**Task details**
Reproduce the listing exactly, with no pictures in your copy.

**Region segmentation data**
—————

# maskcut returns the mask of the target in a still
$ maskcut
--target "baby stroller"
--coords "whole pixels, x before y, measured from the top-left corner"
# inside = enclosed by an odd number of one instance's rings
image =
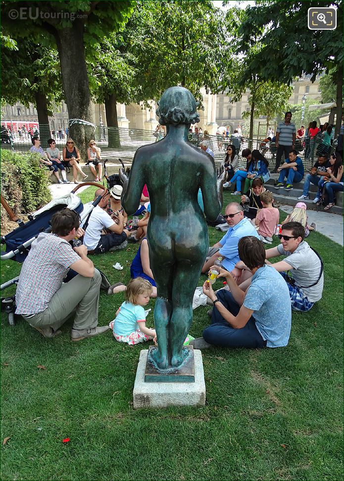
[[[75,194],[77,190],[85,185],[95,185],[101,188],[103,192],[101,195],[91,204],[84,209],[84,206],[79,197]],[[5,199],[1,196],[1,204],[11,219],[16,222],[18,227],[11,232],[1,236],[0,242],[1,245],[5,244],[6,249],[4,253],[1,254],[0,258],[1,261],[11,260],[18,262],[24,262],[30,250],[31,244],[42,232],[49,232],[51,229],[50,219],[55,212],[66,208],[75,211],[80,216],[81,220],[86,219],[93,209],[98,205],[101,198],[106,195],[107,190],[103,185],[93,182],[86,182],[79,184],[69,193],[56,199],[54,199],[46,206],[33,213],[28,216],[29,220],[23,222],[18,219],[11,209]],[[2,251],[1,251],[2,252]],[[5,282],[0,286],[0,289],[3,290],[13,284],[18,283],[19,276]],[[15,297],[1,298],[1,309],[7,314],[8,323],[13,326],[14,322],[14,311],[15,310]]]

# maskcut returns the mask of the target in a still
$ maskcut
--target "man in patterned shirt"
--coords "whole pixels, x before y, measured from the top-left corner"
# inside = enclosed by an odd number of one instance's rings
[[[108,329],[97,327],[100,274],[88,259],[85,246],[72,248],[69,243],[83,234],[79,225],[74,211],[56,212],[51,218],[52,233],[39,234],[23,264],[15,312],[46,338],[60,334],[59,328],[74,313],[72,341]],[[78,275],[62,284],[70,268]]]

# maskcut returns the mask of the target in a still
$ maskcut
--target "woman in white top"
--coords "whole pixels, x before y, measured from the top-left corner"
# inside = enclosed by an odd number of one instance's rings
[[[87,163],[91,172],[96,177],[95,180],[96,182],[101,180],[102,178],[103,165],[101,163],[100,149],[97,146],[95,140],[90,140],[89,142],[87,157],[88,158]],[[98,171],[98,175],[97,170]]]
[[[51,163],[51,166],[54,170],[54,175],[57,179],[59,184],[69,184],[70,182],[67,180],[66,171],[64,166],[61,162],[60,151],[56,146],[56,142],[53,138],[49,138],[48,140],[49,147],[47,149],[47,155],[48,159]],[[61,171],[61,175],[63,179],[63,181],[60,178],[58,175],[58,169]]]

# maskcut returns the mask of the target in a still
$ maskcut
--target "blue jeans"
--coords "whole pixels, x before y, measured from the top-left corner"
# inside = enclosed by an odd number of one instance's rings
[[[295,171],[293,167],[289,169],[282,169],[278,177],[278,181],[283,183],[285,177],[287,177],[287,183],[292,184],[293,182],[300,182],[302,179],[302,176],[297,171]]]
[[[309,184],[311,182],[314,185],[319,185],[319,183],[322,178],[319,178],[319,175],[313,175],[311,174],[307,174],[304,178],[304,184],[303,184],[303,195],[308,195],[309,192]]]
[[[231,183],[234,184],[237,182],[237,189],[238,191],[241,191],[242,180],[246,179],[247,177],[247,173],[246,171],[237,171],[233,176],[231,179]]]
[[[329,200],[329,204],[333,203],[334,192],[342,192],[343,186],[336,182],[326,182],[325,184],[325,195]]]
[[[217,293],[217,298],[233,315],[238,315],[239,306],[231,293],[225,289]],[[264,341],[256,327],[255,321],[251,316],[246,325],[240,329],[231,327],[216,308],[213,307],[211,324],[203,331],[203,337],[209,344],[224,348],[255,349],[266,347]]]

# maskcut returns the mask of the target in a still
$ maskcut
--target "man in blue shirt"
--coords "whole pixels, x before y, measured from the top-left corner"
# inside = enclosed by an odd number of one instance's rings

—————

**Answer to this task**
# maskcut returns the mask of the target in a still
$ maskcut
--target "baby stroller"
--coords "whole pixels, x before y, measured from the top-left corner"
# inside = enclosed by an odd number of one instance's rings
image =
[[[75,194],[77,190],[85,185],[95,185],[101,188],[103,192],[101,195],[91,204],[84,209],[84,206],[79,197]],[[5,199],[1,196],[1,204],[11,219],[16,222],[18,227],[11,232],[1,236],[0,242],[1,245],[5,244],[6,249],[4,253],[1,254],[0,258],[1,261],[11,260],[18,262],[24,262],[30,250],[31,244],[42,232],[49,232],[51,229],[50,219],[55,212],[66,208],[75,211],[80,216],[81,220],[86,219],[93,209],[98,205],[101,198],[106,195],[107,190],[103,185],[93,182],[86,182],[79,184],[69,193],[56,199],[54,199],[46,206],[33,213],[28,216],[29,220],[23,222],[18,219],[11,209]],[[2,251],[1,251],[2,252]],[[5,282],[0,286],[0,289],[3,290],[13,284],[18,283],[19,276]],[[15,297],[1,298],[1,309],[7,314],[8,323],[13,326],[14,322],[14,311],[15,310]]]

# maskcut returns the mask of the target in a still
$ maskcut
--target "man in patterned shirt"
--coords "whole pixels, x before y, measured from the top-left corner"
# inside = enclosed by an odd number of one instance's rings
[[[108,329],[97,327],[100,274],[88,259],[85,246],[72,248],[69,243],[83,234],[79,225],[74,211],[56,212],[51,218],[52,233],[39,234],[23,264],[15,312],[46,338],[60,334],[59,328],[74,313],[72,341]],[[78,275],[62,284],[70,268]]]

# maskcut returns the mask of the target in a still
$ maskcut
--target "woman in white top"
--coords "whole pixels, x before y, measured from the top-left corner"
# inside = enclosed by an odd number of one instance's rings
[[[87,163],[91,172],[96,177],[95,180],[96,182],[101,180],[102,178],[103,165],[101,163],[100,149],[97,146],[95,140],[90,140],[89,142],[87,157],[88,158]],[[98,171],[98,175],[97,170]]]
[[[51,163],[51,166],[54,170],[54,175],[57,179],[59,184],[69,184],[70,182],[67,180],[66,171],[64,166],[61,162],[60,151],[56,146],[56,142],[53,138],[49,138],[48,140],[49,147],[47,149],[47,155],[48,159]],[[61,171],[61,175],[63,179],[63,181],[60,178],[58,175],[58,169]]]

# maskcut returns the mask of the target in a still
$ maskcut
--target "blue jeans"
--coords "whole pixels, x before y, measured from the top-left corner"
# inside = enclosed by an odd number of one instance's rings
[[[295,171],[293,167],[289,169],[282,169],[278,177],[278,181],[283,183],[285,177],[287,177],[287,183],[292,184],[293,182],[300,182],[302,179],[302,176],[297,171]]]
[[[309,184],[311,182],[314,185],[319,185],[319,183],[322,178],[319,178],[319,175],[313,175],[311,174],[307,174],[304,178],[304,184],[303,184],[303,195],[308,195],[309,192]]]
[[[231,183],[234,184],[237,182],[237,189],[238,191],[241,191],[242,180],[246,179],[247,177],[247,173],[246,171],[237,171],[233,176],[231,179]]]
[[[329,200],[329,204],[333,203],[334,192],[342,192],[343,186],[336,182],[326,182],[325,184],[325,195]]]
[[[217,293],[217,298],[233,315],[238,315],[239,306],[231,293],[225,289]],[[264,341],[256,327],[255,321],[251,316],[246,325],[240,329],[231,327],[216,308],[213,307],[211,324],[203,331],[203,337],[209,344],[224,348],[255,349],[266,347]]]

# maskcut returns the mask of the target in a still
$ maskcut
--target "man in blue shirt"
--coords "whole pixels, x before y, measured from the top-left corner"
# inside = enclosed by an odd number of one instance's rings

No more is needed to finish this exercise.